DIRECTION:
Without including the pictures, copy out every line below.
-- START OF EXERCISE DATA --
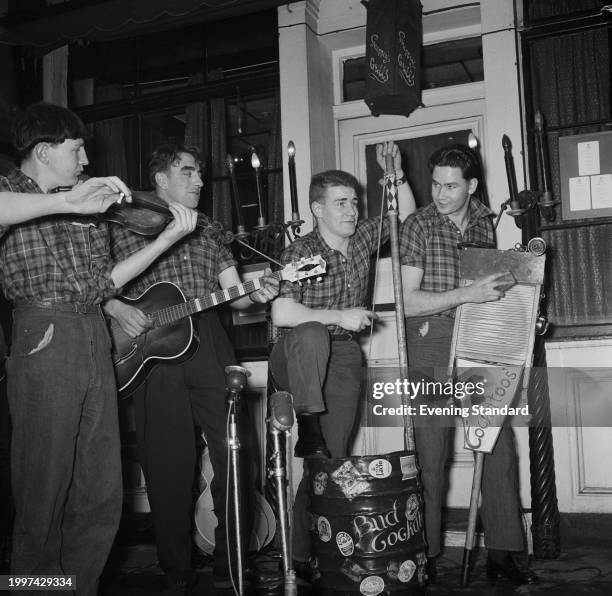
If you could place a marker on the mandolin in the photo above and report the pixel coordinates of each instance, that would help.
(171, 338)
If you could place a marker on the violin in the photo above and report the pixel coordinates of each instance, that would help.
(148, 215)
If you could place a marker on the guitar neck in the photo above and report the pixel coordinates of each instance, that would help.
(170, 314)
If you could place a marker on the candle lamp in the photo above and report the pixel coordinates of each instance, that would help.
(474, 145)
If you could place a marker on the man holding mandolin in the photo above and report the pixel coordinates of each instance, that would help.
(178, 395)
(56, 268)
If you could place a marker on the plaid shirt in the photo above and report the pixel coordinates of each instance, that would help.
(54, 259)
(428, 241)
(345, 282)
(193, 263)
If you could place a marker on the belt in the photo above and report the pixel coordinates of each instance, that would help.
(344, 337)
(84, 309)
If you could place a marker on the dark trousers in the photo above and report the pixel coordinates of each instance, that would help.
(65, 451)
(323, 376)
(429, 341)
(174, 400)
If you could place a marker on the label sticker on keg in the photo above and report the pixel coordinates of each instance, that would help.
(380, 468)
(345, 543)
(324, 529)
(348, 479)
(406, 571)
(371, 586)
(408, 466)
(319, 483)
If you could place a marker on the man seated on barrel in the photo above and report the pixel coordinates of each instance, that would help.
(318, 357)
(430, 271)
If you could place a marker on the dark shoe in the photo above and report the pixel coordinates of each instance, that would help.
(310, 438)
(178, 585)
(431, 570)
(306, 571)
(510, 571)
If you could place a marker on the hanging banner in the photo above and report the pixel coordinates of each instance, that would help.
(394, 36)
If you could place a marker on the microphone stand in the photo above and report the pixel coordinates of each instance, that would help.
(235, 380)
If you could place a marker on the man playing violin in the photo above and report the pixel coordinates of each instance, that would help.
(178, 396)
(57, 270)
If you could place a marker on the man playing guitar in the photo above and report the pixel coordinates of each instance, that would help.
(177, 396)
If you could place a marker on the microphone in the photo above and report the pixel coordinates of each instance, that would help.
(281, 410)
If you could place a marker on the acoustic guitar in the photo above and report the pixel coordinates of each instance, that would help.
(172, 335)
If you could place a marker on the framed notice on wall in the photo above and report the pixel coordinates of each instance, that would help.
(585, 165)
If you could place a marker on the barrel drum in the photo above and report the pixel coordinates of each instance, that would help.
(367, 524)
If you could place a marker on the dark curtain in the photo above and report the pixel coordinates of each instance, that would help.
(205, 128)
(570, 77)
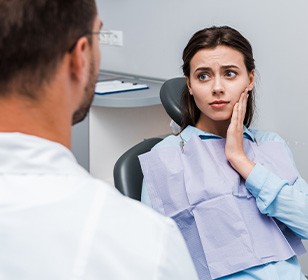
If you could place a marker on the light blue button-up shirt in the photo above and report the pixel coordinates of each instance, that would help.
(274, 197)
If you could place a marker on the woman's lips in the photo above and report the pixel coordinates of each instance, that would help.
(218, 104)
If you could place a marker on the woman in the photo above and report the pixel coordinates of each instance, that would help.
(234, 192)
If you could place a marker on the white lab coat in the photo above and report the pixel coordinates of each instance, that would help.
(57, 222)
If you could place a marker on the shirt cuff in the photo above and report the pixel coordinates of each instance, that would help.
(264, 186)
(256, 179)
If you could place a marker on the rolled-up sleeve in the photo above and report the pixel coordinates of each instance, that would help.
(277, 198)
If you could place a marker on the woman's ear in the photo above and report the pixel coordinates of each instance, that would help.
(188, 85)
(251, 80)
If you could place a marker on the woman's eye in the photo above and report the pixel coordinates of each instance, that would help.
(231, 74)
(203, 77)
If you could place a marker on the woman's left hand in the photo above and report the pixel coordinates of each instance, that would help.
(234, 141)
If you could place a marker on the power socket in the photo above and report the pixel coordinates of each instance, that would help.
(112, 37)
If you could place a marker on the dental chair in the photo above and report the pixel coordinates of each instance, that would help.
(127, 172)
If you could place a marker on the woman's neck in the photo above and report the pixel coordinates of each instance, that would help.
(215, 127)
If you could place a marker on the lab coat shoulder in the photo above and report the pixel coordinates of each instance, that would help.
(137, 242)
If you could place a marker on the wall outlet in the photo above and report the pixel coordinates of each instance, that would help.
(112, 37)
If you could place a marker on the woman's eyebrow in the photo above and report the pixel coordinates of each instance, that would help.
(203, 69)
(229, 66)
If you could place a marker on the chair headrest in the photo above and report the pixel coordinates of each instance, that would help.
-- END OF EXERCISE DATA --
REPLY TO THE TASK:
If you could place a marker on the mandolin in the photo above and report the pixel coordinates of each instance, that would help.
(171, 338)
If you could place a marker on the violin in the photo above and report the pixel coordinates of each instance, that would help.
(148, 215)
If you could place a marker on the guitar neck in the photo above and report the pixel coordinates of each instance, that would help.
(170, 314)
If you could place a marker on the candle lamp in the photo above and report the pixel coordinates of each instance, that would help.
(474, 145)
If you could place a marker on the man holding mandolin in the photo above and report the pixel coordinates of each instance, that would help.
(178, 395)
(56, 268)
If you could place a marker on the plaid shirt in the photo above and report the pixel coordinates of each instance, that would help.
(54, 259)
(428, 241)
(345, 282)
(193, 263)
If you could place a marker on the belt in the photo above and report the pixel coordinates of each instance, that would help.
(344, 337)
(84, 309)
If you could place a marker on the dark trousers in the photo above and report the pixel coordinates of each instance, that would help.
(65, 451)
(323, 376)
(429, 341)
(174, 400)
If you could place a marker on the label sticker on keg in the photo above and report the pixel coordinates of each instance, that would help.
(380, 468)
(345, 543)
(324, 529)
(348, 479)
(406, 571)
(371, 586)
(408, 466)
(319, 483)
If you could place a marker on the man seated on barrel in the photo above and report the pixel coordinates of each instance, that would help.
(318, 357)
(430, 271)
If you could place a marker on the dark shoe in the photo above and report the pixel coordinates of each instance, that would help.
(310, 438)
(178, 585)
(431, 570)
(306, 571)
(510, 571)
If you could place a marker on the hanging banner in the photo above and report the pixel coordinates of each instance, that would help.
(394, 36)
If you could place a marker on the microphone stand in the photo above and report the pixel coordinates of each instance, that would help.
(235, 380)
If you could place a marker on the man playing violin in the photo above and report the pixel coordinates of each instance, that would help.
(178, 396)
(57, 270)
If you could place a marker on the man playing guitar in the photo above and report the pixel coordinates of each instance, that would help.
(177, 396)
If you could place a marker on the microphone in the photo above and report the pixel coordinates of each instance, that would help.
(281, 410)
If you could place a marker on the acoustic guitar in the photo above and report the pixel coordinates of each instance, that would help.
(172, 335)
If you could place a marker on the framed notice on wall in the photo above and report the pixel coordinates of each instance, that would help.
(585, 165)
If you could place a marker on the barrel drum in the photo above and report the pixel coordinates of each instance, that would help.
(367, 524)
If you could place a marker on the dark curtain in the photo above and report the pixel coordinates of each instance, that would help.
(205, 128)
(570, 77)
If you could place a marker on the light blue button-up shirt in the photo above and report the pixel coordinates of each instance, that would help.
(274, 197)
If you could place a marker on the woman's lips in the photo above and report the pixel coordinates of each instance, that would help.
(218, 104)
If you could place a marker on the woman in the photo above and report the pixel coordinates of each instance, that would help.
(234, 192)
If you could place a marker on the white lab coat in the photo above and report the pixel coordinates of each instance, that would help.
(57, 222)
If you could place a marker on the shirt cuff in the photo above and report the pixel coordinates of each instance, that would help.
(264, 186)
(256, 179)
If you could place a marker on the rolled-up sleeve in the photo above and report the pixel coordinates of each instance, that would help.
(277, 198)
If you could place a marker on the woman's ear in the photo above and report the pixel coordinates of each instance, that would help.
(188, 85)
(251, 80)
If you could place a marker on the woman's eye in the photo above and report the pixel coordinates of each instance, that would help.
(231, 74)
(203, 77)
If you could place a marker on the woman's left hand in the photo above and report the pixel coordinates of each instance, that would help.
(234, 141)
If you could place a marker on the power socket in the photo above and report the pixel coordinates of each instance, that would help.
(112, 37)
If you could place a marker on the dental chair in the photo above and report the pixel coordinates of each instance, that would help.
(127, 172)
If you could place a marker on the woman's neck in the photo above and report the pixel coordinates of each instance, that would help.
(215, 127)
If you could place a marker on the lab coat shoulder in the photo above and report the pixel coordinates of each instance, that would help.
(137, 242)
If you could place a marker on the wall outlet in the photo above and report the pixel coordinates of each instance, that would help.
(112, 37)
If you could place a marker on the woman's eyebrow in the photo above and report the pixel coordinates of each instance, that would help.
(203, 69)
(229, 66)
If you could place a marker on the chair headrest in the photo above and report the pixel coordinates of each instance, that would help.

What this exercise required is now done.